**Exercise aim:** Which lines below contain the word "small"? Copy each of them.

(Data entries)
## START
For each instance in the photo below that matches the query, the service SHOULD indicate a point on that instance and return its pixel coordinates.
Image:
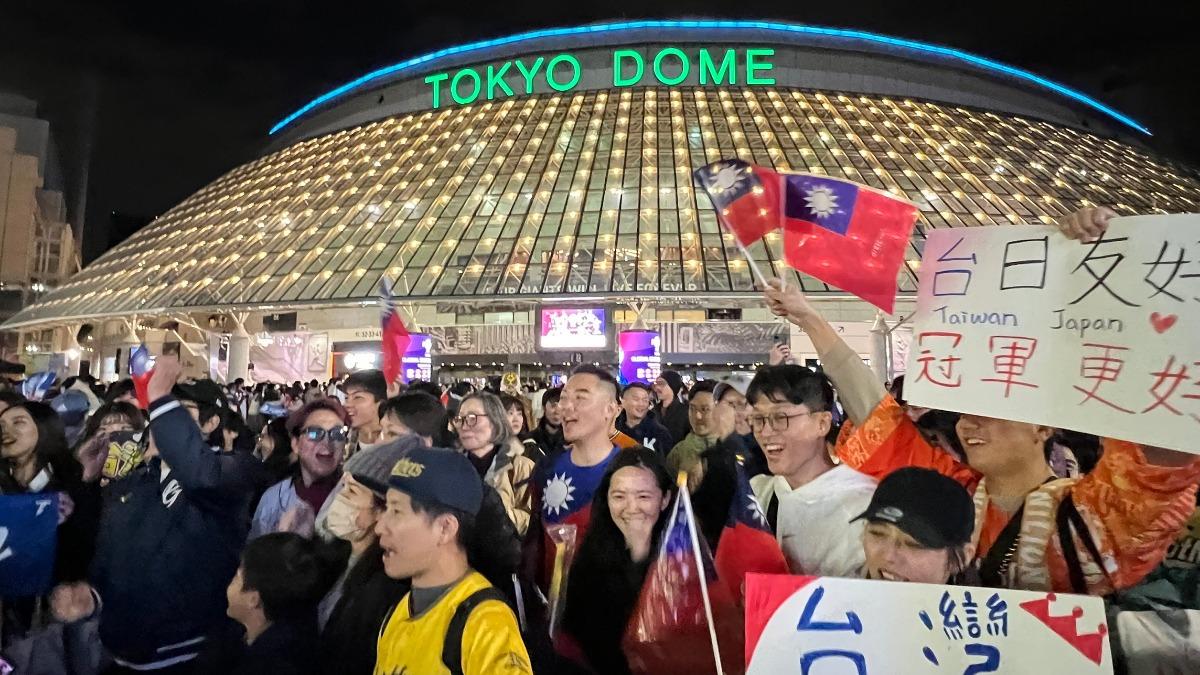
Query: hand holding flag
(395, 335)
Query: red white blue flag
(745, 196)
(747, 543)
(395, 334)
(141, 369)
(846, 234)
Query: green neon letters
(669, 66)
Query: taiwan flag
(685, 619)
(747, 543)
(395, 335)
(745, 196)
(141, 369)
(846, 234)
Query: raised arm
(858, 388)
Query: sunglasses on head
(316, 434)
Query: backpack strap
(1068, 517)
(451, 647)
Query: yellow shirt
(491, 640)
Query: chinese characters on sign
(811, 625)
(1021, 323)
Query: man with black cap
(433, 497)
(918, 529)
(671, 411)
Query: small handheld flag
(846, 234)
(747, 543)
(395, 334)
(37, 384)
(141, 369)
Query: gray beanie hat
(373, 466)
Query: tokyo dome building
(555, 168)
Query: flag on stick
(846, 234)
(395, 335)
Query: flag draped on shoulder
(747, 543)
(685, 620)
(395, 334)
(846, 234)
## END
## START
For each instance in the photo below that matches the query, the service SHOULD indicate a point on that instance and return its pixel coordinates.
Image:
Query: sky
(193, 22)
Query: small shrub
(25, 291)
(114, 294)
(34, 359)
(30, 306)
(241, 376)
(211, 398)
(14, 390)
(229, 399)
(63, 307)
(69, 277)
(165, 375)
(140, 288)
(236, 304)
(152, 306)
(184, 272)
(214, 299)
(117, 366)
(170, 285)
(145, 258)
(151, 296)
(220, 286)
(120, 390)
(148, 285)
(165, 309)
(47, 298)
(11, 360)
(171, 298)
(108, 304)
## END
**Completed task:**
Query: small handheld flag
Query: small shrub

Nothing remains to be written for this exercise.